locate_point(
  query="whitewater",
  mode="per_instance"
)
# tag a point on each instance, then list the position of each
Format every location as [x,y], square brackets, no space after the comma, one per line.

.....

__O que se pede__:
Copie sem nenhuma alteração todas as linhas dos itens acima.

__Solução do problema__:
locate_point(
  query="whitewater",
  mode="per_instance"
)
# tag a point on each instance, then list the position of each
Format every location as [x,y], square brackets, no space after the comma, one per line.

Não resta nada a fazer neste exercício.